***** Dataset records *****
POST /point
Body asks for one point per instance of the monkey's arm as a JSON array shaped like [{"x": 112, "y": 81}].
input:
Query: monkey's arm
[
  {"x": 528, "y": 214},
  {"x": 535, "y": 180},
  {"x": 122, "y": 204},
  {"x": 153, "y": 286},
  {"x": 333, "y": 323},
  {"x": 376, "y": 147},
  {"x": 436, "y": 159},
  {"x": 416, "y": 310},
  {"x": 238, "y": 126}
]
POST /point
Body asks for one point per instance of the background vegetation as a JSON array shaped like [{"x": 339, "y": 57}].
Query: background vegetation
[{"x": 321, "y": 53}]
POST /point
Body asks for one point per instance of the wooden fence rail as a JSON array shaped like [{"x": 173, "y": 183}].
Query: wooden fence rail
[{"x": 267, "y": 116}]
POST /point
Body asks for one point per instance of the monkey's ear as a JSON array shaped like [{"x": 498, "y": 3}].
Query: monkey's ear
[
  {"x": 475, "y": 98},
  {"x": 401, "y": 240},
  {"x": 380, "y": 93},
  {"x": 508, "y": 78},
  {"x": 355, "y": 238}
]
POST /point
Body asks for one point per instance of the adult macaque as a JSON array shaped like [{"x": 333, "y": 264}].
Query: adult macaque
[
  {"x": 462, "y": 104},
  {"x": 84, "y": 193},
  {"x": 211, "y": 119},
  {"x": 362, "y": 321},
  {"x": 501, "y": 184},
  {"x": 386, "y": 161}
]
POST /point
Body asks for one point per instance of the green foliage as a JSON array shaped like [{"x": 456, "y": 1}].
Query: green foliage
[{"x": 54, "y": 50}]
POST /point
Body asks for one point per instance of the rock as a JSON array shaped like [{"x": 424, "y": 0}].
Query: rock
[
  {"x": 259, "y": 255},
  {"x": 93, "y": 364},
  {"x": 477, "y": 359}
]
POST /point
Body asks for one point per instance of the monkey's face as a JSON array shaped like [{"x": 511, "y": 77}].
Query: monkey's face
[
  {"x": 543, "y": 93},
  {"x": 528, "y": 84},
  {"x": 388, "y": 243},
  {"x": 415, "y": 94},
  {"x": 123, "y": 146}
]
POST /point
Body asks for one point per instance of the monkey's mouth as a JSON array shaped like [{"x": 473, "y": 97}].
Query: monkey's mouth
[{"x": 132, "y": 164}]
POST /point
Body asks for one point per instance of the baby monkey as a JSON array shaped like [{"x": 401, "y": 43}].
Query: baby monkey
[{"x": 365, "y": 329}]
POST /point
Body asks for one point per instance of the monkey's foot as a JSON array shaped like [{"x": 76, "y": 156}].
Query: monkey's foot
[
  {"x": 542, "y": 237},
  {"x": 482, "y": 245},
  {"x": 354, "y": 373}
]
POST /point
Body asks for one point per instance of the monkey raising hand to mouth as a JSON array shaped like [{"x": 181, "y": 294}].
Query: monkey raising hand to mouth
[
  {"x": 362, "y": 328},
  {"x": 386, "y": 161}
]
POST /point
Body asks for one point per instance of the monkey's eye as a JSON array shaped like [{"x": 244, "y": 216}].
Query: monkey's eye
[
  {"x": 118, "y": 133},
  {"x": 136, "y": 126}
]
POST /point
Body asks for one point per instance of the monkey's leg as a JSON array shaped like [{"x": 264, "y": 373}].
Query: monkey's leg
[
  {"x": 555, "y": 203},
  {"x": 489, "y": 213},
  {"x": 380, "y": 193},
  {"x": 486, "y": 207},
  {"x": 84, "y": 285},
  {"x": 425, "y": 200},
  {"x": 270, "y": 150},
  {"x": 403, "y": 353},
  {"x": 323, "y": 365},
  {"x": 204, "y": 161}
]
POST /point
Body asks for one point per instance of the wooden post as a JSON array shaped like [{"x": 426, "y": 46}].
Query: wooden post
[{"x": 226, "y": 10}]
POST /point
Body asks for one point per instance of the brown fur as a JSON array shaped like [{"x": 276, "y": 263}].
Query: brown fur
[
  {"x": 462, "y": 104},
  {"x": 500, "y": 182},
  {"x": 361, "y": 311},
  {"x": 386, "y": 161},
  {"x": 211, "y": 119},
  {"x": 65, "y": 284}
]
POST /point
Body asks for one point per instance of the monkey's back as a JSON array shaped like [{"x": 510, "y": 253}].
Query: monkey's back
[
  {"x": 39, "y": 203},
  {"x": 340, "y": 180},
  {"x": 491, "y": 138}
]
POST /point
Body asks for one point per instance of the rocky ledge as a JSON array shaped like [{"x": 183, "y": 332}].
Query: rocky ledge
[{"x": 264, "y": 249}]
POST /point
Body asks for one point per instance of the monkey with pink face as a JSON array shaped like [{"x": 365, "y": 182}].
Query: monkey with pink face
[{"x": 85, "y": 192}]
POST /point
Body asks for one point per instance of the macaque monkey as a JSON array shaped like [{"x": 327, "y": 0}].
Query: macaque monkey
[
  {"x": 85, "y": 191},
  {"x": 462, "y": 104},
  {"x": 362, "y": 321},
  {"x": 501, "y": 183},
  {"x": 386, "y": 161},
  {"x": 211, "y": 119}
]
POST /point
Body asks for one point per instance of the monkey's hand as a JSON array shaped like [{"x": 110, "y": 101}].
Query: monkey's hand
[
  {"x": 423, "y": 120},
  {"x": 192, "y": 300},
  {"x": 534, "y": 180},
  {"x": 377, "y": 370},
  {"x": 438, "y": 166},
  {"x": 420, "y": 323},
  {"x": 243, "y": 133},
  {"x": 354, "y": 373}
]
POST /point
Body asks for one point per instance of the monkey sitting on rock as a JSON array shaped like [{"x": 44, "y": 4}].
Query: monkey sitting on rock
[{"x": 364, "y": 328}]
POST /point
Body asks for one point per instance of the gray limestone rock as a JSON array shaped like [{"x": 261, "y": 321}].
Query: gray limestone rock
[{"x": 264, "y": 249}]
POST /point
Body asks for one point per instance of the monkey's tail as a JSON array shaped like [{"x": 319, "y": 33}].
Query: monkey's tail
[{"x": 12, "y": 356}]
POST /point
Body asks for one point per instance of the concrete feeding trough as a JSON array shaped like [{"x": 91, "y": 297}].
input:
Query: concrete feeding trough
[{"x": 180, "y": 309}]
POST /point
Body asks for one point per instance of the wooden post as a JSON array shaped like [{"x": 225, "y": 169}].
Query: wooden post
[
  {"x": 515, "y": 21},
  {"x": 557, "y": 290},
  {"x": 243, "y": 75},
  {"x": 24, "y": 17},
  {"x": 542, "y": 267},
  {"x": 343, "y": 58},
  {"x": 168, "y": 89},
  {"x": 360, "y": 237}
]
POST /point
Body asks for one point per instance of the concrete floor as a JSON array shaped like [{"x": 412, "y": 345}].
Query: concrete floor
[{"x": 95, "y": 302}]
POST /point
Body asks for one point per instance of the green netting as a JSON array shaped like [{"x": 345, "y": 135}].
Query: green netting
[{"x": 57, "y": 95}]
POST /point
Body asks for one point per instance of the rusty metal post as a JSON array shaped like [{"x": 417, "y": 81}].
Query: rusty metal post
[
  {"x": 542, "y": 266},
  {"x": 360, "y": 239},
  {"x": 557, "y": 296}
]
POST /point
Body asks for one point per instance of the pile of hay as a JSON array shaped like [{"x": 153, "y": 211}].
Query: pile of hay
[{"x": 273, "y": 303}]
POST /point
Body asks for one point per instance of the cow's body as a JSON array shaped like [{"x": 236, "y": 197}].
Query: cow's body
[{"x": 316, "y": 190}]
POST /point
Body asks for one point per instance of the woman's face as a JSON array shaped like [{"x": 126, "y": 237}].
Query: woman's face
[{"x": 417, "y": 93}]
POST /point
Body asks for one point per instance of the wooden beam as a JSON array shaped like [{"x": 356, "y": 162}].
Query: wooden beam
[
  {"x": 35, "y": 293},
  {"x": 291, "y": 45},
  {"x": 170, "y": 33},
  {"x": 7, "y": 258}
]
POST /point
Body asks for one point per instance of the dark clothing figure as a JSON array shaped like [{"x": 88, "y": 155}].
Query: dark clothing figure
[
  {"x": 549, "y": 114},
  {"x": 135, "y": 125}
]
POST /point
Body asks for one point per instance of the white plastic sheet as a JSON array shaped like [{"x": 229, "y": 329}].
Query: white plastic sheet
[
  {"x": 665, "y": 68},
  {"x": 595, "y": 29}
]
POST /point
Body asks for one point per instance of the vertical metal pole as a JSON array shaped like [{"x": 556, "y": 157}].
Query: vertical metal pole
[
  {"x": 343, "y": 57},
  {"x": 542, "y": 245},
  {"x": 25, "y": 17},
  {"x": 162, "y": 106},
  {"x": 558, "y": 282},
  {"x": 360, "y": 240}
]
*****
_Exercise aim_
Reproduce the entries above exactly, starting at their first line and finishing with the line that contains "Body asks for one point per instance of the monkey's ear".

_Solution to this exercise_
POST /point
Body asks for one point per instance of the monkey's arm as a JSON array shaped like [{"x": 112, "y": 81}].
input:
Query: monkey's arm
[
  {"x": 528, "y": 214},
  {"x": 535, "y": 180},
  {"x": 122, "y": 204},
  {"x": 153, "y": 286},
  {"x": 333, "y": 323},
  {"x": 376, "y": 147},
  {"x": 436, "y": 159},
  {"x": 416, "y": 310},
  {"x": 238, "y": 126}
]
POST /point
Body asks for one point per instance of the background vegetation as a JSON array shaped like [{"x": 339, "y": 57}].
Query: background vegetation
[{"x": 321, "y": 53}]
POST /point
Body asks for one point per instance of the wooden fence rail as a JSON array shaped like [{"x": 173, "y": 183}].
Query: wooden fence rail
[{"x": 267, "y": 116}]
POST /point
Body asks for one point per instance of the monkey's ear as a JSON array shaped like [{"x": 498, "y": 3}].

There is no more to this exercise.